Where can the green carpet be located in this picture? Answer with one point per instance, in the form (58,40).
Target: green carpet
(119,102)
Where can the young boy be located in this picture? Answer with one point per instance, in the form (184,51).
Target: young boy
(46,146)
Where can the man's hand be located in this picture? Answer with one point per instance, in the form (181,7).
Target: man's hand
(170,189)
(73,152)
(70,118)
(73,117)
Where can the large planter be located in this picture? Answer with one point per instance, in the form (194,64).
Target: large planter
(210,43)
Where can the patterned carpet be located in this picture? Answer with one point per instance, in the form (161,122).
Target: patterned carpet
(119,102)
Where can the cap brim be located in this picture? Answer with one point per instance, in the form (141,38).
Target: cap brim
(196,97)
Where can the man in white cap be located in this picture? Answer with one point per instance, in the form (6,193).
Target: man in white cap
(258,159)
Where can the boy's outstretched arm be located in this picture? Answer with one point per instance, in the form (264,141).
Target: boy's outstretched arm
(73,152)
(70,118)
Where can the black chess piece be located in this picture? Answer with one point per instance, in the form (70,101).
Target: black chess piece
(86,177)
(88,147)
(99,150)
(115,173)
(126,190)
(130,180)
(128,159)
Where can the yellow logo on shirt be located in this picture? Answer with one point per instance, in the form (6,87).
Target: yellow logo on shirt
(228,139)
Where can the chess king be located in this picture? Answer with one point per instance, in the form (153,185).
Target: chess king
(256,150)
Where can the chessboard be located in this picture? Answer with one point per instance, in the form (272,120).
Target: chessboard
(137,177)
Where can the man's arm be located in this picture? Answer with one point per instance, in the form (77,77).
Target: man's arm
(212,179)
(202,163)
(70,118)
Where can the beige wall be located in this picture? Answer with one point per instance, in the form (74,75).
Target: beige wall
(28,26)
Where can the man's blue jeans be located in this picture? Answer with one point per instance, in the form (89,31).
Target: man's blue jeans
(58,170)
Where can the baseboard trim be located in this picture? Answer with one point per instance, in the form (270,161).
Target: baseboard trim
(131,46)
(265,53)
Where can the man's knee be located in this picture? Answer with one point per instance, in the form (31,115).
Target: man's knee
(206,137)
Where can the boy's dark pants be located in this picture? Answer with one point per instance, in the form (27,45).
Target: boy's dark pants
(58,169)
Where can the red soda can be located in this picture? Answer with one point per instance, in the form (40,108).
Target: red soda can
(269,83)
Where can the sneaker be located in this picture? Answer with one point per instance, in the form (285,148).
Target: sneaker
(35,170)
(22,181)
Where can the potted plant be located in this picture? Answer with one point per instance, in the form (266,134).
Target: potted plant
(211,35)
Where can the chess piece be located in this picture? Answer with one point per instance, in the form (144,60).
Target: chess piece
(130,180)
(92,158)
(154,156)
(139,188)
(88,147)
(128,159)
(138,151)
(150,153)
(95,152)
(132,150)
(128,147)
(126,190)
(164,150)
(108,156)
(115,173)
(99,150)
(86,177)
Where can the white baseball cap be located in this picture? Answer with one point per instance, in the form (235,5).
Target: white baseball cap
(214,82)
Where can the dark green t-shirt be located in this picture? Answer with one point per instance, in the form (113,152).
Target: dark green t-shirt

+++++

The problem: Out of the data above, set down the lines from the one with "Where can the chessboard" to the one with "Where can the chess piece", both included, exactly as written and with no additions.

Finished task:
Where can the chessboard be located in this picture? Answer with one point per instance, in the form (272,120).
Target: chessboard
(137,177)
Where can the man's arm be located in this picture? Answer with one point per instance, in the form (77,77).
Target: man's arm
(212,179)
(202,163)
(70,118)
Where can the beige wall be located in this picture? Answer with one point per instance, in the form (74,75).
Target: beige wall
(28,26)
Where can the man's blue jeans be located in this picture? Answer with one point per instance, in the form (89,31).
Target: man's blue jeans
(58,170)
Where can the baseboard trim be located in this picture? Answer with one point per instance, in the form (270,161).
Target: baseboard trim
(131,46)
(265,53)
Where can the man's knee be located in this picture? Answer with one point per instance, in the form (31,115).
Target: man's knee
(206,137)
Where can the boy's dark pants be located in this picture? Answer with one point per instance, in the form (27,45).
Target: boy's dark pants
(58,169)
Where can the red soda can be located in this picture? Answer with one point per instance, in the form (40,108).
Target: red soda can
(269,83)
Where can the sneaker be located in this picture? Answer with one point per instance, in the form (285,148).
Target: sneaker
(35,170)
(22,181)
Where can the potted plant be located in this picture? Answer with one point per instance, in the form (266,134).
Target: potted plant
(211,35)
Where can the chess piece be located in this picture? Answer with one point per instance, in the form (144,60).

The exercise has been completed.